How many lines in the items below contain the string "hubcap"? Reply with the number alone.

* Excerpts of location labeling data:

================================

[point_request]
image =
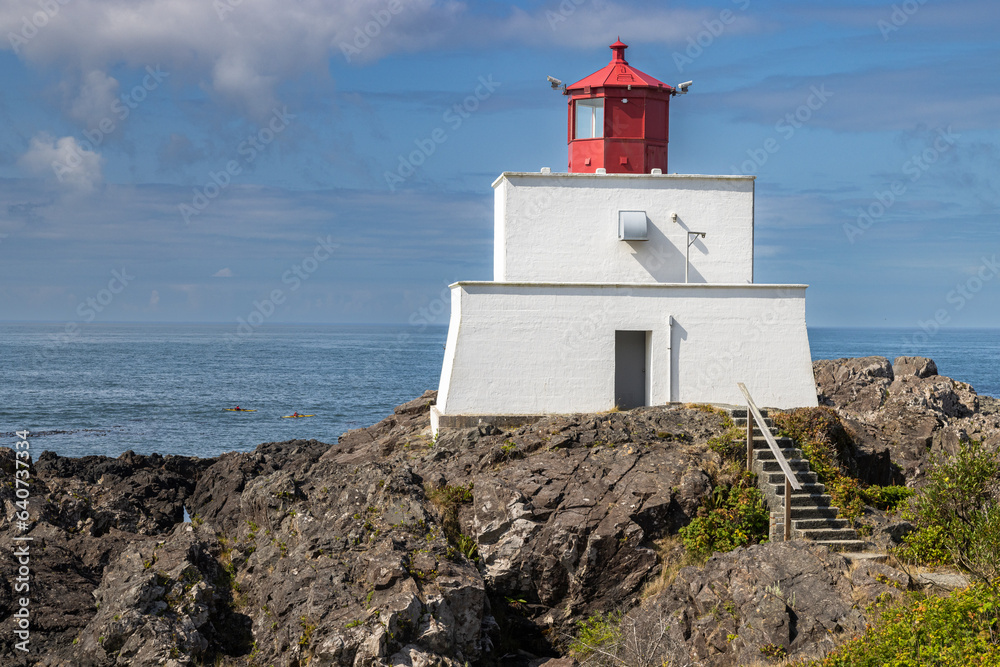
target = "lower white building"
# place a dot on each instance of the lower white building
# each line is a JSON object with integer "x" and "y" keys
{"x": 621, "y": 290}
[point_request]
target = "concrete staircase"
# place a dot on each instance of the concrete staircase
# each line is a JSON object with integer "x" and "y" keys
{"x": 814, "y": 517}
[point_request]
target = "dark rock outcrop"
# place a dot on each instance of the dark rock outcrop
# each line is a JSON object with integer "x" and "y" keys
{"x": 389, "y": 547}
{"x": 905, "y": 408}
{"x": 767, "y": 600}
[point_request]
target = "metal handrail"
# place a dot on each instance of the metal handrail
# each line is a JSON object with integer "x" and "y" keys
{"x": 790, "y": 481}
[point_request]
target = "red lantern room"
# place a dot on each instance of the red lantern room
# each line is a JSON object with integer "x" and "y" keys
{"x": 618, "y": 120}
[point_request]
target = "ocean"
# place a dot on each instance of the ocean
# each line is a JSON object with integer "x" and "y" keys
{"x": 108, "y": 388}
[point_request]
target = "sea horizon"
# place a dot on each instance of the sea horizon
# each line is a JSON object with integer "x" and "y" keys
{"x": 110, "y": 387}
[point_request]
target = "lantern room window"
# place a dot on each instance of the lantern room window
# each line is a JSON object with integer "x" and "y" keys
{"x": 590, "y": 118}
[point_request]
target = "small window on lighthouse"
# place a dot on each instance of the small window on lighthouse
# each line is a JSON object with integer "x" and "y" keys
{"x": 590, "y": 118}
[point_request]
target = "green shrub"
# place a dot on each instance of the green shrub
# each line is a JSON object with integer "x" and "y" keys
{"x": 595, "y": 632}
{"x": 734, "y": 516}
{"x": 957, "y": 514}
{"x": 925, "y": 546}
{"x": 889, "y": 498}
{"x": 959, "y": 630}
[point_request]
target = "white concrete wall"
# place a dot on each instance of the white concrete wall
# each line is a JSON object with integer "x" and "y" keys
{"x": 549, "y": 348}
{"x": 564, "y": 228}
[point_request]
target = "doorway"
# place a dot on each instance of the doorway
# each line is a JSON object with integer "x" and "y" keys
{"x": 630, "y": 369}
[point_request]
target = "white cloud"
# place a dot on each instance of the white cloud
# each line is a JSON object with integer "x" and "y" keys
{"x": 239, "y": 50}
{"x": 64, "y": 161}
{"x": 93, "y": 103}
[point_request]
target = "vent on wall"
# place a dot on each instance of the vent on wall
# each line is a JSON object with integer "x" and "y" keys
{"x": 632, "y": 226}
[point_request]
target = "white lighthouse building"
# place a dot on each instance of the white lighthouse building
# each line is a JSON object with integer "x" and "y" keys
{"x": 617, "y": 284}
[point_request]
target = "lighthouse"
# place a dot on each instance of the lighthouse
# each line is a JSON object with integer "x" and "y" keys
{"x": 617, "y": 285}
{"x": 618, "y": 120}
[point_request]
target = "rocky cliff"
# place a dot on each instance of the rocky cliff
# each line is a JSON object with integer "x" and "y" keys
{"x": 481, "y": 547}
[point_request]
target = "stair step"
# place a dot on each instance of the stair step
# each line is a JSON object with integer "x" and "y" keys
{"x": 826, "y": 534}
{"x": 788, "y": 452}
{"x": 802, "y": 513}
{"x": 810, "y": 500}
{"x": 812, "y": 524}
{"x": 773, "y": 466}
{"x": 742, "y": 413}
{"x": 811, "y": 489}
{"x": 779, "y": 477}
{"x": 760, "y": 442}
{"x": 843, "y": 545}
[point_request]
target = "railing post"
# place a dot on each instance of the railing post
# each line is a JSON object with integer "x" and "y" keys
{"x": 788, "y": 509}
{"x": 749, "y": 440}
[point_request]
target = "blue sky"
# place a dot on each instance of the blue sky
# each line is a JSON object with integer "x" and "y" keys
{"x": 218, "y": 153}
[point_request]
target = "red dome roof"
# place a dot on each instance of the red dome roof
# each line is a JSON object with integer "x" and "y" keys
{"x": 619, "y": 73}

================================

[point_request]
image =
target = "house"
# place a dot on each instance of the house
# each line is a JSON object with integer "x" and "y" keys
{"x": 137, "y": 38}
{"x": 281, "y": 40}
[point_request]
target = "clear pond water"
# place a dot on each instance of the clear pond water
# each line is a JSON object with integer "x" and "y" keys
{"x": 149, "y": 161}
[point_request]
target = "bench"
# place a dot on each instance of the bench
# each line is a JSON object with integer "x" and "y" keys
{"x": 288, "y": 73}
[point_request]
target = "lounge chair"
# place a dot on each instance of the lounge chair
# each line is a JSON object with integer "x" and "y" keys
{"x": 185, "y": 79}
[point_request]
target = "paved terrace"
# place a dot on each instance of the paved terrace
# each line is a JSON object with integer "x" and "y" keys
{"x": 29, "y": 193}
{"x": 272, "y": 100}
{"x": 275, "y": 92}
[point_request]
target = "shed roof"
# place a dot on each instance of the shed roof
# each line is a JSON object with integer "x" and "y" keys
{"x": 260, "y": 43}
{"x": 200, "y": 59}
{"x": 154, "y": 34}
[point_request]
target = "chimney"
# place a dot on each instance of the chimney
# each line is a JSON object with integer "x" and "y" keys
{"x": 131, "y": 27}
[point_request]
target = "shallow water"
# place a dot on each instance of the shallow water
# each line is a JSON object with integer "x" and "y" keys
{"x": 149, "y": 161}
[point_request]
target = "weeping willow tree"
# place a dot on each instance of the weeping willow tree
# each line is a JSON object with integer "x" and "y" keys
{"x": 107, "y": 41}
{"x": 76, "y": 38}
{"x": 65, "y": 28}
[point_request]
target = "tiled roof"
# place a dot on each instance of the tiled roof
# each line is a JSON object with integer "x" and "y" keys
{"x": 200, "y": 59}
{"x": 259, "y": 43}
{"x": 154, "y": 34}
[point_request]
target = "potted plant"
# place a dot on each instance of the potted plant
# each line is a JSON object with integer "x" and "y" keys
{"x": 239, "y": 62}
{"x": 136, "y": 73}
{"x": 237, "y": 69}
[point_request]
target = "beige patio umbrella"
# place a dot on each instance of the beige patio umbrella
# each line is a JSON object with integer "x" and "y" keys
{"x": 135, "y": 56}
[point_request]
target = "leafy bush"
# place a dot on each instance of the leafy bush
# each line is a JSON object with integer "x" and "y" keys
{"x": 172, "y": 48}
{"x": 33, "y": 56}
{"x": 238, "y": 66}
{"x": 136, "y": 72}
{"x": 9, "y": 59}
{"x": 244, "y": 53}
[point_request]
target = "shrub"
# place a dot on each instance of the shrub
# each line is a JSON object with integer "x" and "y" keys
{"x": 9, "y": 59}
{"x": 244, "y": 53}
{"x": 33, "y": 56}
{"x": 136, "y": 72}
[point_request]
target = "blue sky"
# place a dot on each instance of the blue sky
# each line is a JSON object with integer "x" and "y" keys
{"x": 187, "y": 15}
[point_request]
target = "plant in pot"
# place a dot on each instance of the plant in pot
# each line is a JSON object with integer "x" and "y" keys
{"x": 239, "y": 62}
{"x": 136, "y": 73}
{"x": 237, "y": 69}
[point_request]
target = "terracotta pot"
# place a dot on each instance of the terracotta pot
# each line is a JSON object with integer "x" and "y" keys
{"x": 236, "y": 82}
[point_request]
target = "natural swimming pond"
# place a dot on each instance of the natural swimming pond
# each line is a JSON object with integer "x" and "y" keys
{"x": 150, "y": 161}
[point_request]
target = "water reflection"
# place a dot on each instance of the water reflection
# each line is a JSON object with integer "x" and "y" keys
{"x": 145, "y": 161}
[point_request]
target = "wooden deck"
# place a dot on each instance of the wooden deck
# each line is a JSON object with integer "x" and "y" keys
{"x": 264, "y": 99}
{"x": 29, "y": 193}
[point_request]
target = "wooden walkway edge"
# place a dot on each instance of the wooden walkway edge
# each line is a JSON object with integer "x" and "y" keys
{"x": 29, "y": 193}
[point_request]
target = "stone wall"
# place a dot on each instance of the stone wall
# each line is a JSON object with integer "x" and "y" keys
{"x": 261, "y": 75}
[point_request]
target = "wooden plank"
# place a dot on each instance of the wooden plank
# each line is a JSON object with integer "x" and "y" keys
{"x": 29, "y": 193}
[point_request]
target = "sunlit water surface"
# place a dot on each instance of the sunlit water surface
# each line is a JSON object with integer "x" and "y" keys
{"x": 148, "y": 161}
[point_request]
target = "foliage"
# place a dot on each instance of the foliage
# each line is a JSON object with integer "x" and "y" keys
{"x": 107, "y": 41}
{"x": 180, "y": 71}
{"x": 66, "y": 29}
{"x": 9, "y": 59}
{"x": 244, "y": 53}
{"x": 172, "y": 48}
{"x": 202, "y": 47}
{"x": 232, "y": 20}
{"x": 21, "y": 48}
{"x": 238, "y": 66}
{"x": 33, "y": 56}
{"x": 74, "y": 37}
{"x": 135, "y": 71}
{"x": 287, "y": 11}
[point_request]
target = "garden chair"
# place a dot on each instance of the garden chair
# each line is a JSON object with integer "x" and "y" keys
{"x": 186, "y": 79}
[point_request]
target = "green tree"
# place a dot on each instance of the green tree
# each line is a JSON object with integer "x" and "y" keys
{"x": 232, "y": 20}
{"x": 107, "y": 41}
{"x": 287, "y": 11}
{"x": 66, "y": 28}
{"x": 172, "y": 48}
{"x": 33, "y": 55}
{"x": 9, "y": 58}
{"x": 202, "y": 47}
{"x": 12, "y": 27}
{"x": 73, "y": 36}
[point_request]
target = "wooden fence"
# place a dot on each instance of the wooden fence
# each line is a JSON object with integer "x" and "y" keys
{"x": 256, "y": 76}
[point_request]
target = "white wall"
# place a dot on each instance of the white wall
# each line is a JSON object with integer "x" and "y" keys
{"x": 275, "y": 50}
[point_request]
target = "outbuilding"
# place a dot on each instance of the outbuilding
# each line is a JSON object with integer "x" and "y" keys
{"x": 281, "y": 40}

================================

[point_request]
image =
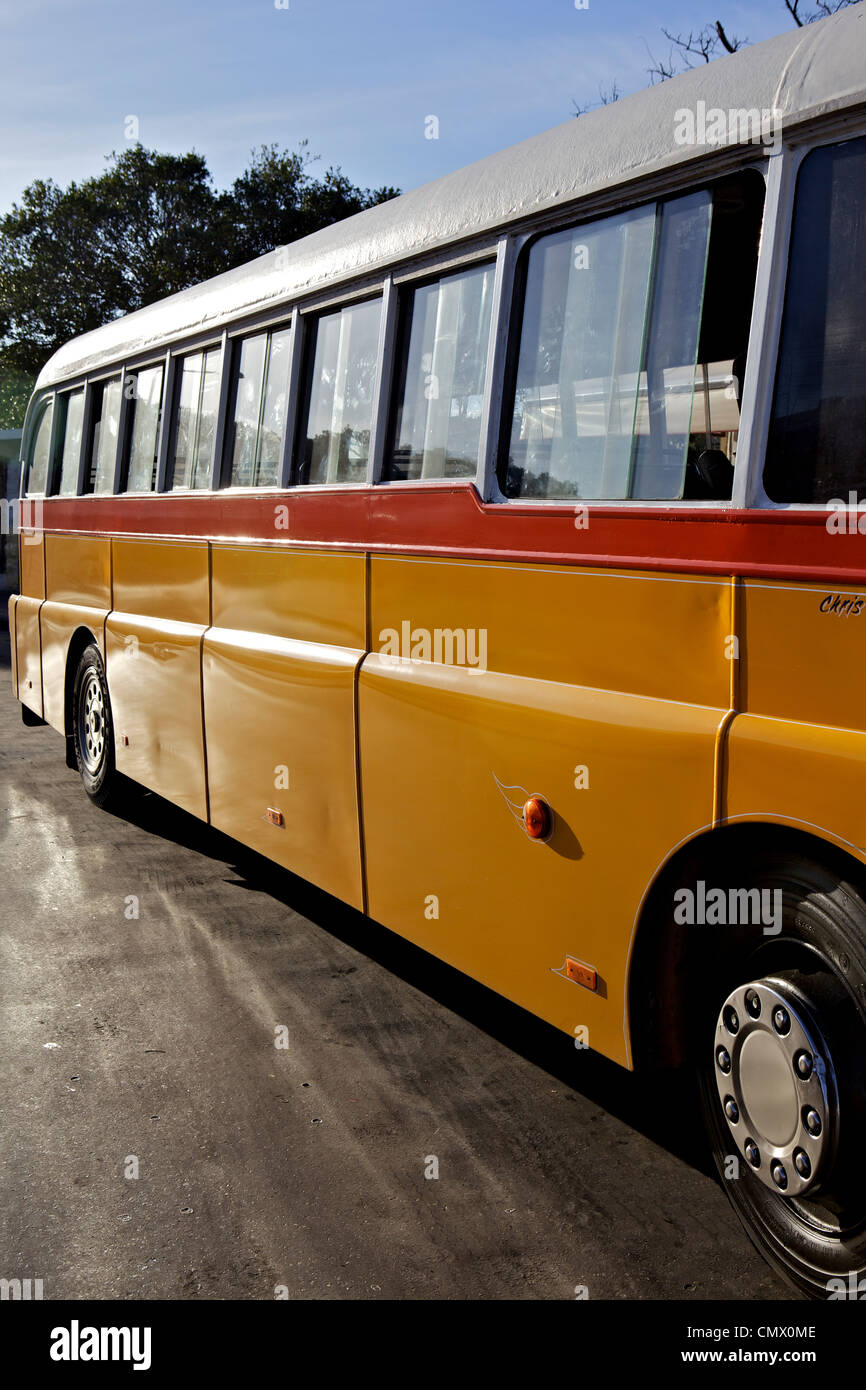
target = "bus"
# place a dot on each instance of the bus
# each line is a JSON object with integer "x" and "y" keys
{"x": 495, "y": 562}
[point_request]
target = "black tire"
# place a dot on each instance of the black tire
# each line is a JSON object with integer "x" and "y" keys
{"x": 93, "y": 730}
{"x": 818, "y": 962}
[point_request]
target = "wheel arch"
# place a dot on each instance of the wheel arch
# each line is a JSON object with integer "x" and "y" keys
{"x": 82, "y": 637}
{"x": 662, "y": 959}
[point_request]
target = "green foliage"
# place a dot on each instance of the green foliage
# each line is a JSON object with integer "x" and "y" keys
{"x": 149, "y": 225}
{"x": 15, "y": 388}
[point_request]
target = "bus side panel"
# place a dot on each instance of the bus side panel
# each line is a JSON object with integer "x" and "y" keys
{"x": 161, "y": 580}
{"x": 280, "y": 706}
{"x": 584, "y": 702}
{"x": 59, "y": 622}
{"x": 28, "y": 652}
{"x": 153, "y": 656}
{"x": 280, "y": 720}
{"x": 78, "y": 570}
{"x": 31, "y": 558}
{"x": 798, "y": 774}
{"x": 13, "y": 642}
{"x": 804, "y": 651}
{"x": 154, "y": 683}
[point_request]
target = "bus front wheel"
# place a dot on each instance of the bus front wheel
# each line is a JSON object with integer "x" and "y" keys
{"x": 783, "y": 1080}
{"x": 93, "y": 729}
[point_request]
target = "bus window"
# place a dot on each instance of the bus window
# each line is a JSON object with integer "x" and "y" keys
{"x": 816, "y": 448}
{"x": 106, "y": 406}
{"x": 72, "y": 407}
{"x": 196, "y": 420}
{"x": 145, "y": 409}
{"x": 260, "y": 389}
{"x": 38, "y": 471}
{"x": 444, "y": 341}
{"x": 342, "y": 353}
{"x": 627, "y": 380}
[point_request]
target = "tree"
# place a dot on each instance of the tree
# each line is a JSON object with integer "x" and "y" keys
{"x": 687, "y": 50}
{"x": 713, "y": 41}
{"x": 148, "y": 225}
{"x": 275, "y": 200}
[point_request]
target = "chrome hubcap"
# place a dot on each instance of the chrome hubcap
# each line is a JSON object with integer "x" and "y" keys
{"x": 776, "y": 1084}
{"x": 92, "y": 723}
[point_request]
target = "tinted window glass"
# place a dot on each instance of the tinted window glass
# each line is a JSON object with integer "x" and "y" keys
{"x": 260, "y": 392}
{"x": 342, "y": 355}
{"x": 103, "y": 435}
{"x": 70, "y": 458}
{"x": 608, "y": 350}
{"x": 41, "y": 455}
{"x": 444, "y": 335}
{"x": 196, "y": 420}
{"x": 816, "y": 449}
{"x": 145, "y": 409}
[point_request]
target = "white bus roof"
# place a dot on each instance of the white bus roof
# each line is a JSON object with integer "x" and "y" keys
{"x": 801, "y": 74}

================================

* Problem solution:
2